__Do this__. Please select and copy every line of the data below that contains the word "person".

__Rows__.
* start *
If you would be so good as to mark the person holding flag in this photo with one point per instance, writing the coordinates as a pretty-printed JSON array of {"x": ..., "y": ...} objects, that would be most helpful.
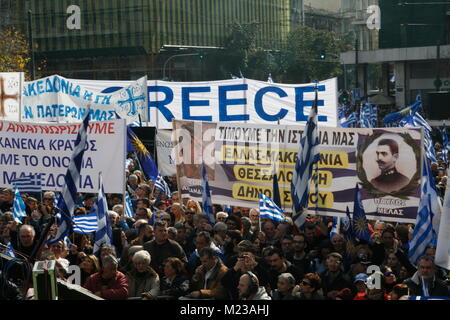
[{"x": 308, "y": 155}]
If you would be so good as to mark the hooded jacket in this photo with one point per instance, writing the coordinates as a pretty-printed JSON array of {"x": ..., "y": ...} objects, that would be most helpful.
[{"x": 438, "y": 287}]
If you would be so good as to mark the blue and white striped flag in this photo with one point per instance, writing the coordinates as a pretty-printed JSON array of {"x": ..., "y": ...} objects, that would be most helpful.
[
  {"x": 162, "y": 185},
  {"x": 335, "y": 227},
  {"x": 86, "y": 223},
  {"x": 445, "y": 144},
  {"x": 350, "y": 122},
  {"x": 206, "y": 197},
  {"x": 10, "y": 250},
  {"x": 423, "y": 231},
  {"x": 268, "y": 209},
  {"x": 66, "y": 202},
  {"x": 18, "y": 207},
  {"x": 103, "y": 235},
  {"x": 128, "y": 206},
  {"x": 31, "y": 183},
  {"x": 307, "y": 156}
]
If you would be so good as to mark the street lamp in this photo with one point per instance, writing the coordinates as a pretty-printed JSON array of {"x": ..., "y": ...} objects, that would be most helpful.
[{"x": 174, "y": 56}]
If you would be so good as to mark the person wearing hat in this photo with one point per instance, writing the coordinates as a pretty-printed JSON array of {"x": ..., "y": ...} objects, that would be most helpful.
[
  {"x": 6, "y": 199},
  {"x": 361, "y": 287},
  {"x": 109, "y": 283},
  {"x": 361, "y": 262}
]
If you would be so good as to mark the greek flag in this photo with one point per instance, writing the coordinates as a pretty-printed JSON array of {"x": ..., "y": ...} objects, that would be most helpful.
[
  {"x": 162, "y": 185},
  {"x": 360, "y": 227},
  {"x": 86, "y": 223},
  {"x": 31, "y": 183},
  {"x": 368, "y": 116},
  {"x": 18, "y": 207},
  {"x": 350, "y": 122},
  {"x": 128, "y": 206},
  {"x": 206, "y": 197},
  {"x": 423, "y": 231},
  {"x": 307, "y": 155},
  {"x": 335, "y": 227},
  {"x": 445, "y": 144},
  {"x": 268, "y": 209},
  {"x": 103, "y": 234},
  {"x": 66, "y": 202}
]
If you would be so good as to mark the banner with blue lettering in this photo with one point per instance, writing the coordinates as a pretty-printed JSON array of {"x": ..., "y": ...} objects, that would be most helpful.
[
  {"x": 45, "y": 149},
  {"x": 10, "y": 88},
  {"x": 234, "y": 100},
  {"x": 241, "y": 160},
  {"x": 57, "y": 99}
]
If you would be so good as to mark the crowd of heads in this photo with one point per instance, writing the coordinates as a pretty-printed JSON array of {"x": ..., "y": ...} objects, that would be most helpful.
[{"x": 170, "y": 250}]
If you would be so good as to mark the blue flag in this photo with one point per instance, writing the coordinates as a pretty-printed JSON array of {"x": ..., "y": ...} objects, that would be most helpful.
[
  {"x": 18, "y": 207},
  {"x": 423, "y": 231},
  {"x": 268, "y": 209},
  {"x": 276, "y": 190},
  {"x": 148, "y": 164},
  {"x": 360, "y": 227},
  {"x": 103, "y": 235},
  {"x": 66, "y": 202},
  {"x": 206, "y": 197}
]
* end *
* start *
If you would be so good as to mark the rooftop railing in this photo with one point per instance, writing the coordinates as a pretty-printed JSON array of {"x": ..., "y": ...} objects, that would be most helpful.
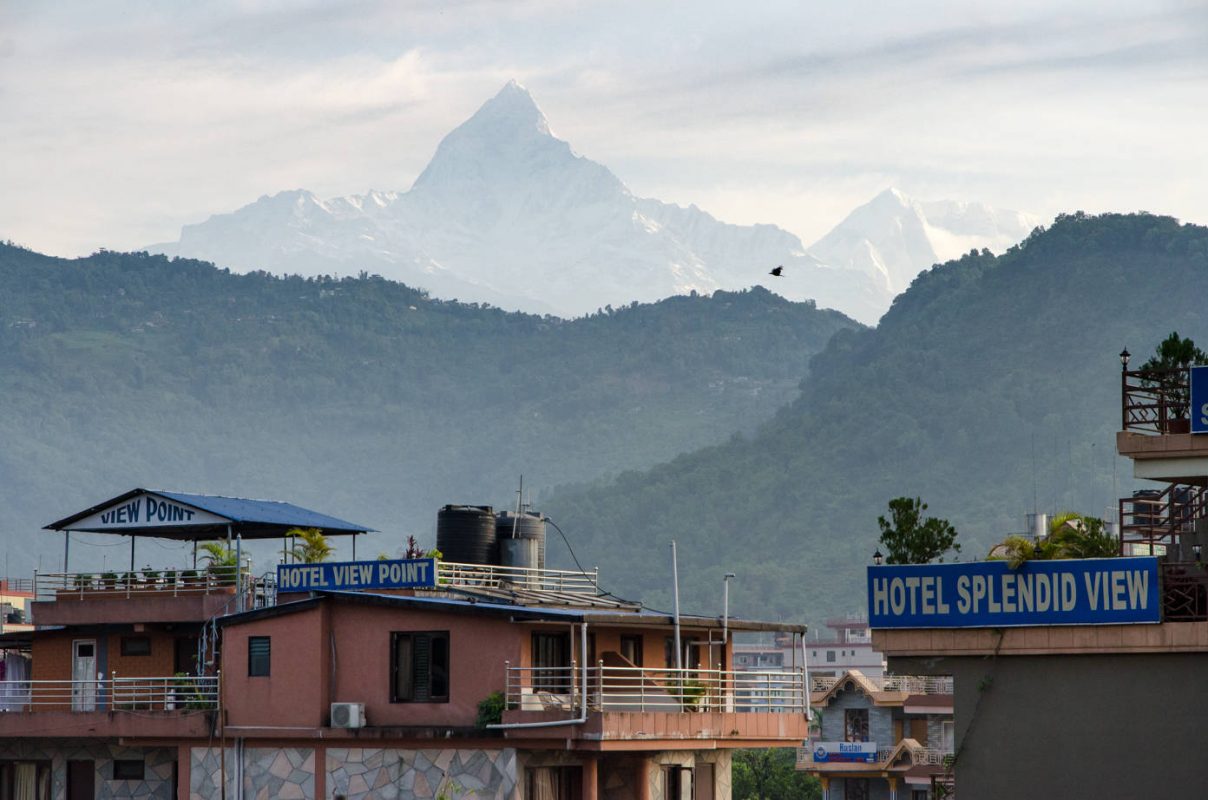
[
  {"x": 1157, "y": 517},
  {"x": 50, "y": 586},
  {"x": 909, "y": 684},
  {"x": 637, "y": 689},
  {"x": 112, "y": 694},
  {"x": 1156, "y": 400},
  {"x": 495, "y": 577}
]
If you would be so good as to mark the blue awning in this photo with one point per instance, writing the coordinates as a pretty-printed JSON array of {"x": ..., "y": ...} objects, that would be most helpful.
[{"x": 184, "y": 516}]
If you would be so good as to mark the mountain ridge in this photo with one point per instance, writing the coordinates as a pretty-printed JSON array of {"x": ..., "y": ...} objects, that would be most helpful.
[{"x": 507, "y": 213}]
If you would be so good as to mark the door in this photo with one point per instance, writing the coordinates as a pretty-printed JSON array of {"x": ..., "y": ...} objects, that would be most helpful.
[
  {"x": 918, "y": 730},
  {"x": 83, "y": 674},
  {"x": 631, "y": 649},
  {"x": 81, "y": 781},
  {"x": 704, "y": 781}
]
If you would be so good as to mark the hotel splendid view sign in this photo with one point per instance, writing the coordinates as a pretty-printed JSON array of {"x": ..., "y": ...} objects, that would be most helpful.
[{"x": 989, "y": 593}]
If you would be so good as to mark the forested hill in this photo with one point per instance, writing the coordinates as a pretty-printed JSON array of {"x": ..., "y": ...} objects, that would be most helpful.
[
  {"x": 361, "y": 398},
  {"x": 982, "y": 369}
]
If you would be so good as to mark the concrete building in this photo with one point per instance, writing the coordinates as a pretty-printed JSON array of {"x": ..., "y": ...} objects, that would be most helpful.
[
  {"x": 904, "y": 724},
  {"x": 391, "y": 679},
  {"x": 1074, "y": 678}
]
* end *
* start *
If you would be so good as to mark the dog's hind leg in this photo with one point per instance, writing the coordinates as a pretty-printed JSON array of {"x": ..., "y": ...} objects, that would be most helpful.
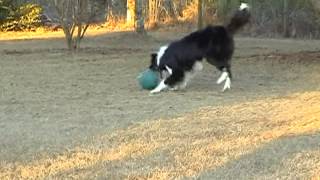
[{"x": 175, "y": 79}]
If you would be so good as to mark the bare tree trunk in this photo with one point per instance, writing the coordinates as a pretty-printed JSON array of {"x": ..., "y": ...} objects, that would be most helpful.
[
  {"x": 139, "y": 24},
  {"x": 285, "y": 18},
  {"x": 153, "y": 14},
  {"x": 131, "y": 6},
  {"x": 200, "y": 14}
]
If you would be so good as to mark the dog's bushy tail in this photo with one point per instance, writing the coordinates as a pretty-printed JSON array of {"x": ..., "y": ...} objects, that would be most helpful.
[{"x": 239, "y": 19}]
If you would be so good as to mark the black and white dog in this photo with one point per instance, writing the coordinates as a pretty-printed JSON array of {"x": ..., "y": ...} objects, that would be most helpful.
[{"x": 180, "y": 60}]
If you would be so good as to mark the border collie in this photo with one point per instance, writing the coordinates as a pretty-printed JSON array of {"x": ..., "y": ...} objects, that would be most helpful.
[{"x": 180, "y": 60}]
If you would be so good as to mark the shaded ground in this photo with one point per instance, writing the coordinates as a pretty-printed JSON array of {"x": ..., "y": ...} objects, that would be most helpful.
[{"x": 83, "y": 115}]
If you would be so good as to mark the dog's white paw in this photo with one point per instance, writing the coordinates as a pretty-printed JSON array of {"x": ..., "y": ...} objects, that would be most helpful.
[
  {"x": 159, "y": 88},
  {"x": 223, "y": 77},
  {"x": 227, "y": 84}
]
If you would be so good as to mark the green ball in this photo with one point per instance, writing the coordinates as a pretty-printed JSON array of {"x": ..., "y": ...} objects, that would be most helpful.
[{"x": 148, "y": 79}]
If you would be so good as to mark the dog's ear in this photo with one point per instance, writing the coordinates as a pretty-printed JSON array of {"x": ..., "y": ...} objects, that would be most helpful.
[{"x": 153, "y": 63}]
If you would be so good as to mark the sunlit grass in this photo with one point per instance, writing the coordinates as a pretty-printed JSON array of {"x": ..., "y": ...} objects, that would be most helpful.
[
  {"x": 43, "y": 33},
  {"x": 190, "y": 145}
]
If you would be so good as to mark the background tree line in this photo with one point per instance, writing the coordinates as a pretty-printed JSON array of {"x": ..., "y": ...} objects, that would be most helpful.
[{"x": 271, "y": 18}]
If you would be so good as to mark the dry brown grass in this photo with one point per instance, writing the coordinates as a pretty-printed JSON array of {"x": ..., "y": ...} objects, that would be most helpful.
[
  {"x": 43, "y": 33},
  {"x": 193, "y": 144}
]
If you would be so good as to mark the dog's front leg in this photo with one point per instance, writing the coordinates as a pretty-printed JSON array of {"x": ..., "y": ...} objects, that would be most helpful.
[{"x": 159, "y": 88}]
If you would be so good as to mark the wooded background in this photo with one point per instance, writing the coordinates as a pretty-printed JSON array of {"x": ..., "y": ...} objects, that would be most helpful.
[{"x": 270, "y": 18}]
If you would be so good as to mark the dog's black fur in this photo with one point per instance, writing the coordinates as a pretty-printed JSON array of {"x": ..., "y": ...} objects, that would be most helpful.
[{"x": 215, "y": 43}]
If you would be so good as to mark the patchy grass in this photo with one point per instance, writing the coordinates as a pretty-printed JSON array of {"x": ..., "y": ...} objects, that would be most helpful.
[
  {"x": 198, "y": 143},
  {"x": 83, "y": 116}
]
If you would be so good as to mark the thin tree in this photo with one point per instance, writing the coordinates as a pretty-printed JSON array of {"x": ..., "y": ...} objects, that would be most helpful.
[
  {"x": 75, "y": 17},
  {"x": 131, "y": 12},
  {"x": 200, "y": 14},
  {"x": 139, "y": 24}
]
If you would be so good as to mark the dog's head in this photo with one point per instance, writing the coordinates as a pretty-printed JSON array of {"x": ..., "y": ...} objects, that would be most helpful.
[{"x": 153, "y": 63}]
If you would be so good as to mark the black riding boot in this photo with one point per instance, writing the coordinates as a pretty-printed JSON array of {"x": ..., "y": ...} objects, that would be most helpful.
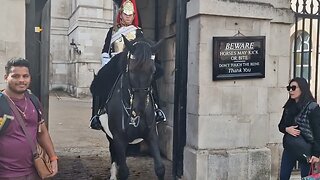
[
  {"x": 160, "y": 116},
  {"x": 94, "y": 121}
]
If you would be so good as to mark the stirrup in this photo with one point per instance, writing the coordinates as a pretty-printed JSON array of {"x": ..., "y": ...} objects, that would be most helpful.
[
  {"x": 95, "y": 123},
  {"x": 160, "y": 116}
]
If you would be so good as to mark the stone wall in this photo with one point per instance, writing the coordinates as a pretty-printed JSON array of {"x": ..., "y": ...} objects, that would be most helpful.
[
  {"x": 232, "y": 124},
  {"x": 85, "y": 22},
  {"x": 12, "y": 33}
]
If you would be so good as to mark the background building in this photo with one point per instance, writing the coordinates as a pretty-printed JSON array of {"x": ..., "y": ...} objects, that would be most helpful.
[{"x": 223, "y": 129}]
* end *
__Result of this exercise__.
If you would be so good as to mark the person holding flag in this photo with one point per instance, writing the coordinates as a pretty-printed JSON array of {"x": ..., "y": ...} objects, that would be most helpful.
If you would be so good as to mark the person wearing hat in this photo with one point per instance, writing the coordinates as a pretty-printed JSON array of {"x": ..., "y": ...} objects, that would be most helpful.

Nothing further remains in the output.